__Exercise objective__.
Count the lines below that contain the word "house", and give only the number.

__Dataset records__.
_____

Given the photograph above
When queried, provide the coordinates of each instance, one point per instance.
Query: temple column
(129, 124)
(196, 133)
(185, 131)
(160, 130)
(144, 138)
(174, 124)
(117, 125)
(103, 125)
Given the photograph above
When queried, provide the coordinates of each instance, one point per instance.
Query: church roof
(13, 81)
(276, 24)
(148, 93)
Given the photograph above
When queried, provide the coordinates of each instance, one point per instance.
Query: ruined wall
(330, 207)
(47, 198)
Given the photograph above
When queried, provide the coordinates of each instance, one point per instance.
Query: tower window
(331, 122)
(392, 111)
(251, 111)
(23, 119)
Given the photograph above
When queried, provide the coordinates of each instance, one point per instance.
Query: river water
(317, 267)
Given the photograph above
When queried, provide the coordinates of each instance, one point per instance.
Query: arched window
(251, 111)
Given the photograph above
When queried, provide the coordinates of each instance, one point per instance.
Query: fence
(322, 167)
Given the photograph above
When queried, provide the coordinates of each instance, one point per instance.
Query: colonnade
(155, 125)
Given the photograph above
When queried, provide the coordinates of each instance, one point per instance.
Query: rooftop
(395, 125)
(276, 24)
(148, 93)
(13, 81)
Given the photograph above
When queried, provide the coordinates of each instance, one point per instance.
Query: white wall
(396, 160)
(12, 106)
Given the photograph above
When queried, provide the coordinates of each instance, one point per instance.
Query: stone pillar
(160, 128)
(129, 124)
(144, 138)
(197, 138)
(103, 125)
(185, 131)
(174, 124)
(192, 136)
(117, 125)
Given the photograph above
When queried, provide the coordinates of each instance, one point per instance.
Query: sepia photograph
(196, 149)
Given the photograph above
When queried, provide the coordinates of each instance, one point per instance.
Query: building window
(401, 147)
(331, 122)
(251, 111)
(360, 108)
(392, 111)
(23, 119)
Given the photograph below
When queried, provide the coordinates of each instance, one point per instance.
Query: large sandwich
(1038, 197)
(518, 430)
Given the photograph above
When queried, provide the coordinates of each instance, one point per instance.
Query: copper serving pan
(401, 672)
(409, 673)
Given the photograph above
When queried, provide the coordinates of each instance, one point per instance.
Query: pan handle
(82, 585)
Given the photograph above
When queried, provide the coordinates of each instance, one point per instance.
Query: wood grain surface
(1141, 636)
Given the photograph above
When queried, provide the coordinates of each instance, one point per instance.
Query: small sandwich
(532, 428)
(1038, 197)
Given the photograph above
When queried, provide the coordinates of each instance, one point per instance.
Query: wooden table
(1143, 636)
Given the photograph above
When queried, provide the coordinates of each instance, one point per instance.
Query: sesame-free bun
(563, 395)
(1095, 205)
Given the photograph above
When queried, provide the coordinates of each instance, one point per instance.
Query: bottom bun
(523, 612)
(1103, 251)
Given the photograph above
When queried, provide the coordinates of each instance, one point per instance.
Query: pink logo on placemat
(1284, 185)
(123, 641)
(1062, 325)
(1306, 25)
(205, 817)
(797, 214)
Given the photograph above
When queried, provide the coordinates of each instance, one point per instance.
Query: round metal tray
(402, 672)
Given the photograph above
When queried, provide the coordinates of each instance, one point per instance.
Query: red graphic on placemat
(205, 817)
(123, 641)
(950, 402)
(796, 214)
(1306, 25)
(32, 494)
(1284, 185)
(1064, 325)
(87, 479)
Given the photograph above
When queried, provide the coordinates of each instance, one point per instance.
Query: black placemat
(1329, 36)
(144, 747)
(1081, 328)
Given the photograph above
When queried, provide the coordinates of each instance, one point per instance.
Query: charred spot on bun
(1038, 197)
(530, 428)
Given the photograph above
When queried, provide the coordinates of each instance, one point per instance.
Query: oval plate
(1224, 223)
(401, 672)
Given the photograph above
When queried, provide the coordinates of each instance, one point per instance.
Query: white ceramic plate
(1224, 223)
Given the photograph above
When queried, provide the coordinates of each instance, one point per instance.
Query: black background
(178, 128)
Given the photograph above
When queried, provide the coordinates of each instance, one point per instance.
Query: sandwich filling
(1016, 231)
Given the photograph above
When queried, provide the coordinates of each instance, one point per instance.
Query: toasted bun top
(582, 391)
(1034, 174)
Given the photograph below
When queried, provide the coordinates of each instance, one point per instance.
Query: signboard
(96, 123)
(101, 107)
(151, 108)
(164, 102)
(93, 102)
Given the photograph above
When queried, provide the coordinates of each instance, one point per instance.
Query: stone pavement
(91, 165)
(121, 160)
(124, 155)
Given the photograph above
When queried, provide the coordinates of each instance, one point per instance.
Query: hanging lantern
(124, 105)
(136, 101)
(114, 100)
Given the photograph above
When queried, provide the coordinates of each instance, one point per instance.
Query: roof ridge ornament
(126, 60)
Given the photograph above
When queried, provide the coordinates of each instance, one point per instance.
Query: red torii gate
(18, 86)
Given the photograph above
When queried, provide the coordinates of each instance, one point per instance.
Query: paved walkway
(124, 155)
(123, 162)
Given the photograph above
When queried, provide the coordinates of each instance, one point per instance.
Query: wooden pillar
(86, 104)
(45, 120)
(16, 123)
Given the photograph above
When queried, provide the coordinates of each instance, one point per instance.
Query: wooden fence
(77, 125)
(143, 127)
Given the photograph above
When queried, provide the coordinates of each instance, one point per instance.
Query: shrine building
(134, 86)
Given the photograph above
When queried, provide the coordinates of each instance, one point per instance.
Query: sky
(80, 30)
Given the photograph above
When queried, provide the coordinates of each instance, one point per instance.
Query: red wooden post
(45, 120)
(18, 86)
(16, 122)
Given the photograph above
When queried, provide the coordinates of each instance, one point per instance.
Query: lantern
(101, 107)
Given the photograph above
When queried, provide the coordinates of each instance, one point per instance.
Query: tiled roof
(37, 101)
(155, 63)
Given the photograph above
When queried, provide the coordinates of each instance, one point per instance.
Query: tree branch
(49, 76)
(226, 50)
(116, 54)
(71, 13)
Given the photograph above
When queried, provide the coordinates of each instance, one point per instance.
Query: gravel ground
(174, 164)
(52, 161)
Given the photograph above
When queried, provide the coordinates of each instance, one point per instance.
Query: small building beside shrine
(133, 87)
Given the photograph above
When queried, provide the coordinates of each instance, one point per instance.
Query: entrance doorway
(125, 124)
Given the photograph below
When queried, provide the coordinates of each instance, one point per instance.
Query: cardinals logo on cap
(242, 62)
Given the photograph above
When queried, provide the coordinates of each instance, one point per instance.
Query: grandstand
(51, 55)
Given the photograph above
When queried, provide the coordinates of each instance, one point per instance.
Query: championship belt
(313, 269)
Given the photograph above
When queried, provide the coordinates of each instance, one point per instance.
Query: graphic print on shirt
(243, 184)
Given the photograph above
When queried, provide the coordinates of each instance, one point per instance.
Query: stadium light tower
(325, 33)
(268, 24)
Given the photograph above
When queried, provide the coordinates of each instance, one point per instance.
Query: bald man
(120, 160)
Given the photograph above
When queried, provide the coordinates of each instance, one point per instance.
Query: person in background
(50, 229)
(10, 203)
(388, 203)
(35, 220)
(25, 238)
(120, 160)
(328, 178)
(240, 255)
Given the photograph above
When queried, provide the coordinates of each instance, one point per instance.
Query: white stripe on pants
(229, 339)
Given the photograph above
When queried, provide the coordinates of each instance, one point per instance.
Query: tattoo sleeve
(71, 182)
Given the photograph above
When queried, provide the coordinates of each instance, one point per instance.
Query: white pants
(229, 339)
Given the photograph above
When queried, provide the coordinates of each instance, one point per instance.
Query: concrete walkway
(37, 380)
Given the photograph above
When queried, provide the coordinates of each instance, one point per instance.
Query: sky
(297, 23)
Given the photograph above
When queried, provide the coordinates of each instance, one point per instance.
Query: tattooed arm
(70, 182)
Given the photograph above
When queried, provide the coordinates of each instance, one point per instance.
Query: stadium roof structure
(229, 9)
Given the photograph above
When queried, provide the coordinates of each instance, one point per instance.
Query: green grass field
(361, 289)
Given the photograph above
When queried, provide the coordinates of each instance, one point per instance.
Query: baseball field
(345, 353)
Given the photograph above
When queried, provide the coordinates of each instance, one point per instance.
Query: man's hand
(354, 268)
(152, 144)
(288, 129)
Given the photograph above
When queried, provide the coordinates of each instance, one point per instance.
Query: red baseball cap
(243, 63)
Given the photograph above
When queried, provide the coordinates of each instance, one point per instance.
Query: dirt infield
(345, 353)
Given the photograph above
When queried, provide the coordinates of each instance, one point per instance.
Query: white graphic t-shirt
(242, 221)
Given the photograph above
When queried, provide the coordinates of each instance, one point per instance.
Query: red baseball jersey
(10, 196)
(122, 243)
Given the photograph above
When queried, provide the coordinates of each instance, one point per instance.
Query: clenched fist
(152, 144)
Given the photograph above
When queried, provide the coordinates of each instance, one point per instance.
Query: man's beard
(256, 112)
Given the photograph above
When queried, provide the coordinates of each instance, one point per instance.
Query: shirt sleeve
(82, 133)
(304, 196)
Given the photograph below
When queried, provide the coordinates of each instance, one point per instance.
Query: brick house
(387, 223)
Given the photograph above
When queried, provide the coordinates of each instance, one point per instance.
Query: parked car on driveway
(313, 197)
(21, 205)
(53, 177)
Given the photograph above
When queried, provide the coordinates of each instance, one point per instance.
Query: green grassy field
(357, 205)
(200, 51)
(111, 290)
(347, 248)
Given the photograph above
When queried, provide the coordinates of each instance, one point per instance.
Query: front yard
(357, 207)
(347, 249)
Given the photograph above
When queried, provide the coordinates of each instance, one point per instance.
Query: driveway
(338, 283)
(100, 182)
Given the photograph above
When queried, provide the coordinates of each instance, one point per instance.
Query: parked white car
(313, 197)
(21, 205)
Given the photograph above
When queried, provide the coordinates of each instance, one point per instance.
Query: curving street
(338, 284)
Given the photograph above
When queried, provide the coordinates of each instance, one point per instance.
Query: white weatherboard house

_____

__Written solution__.
2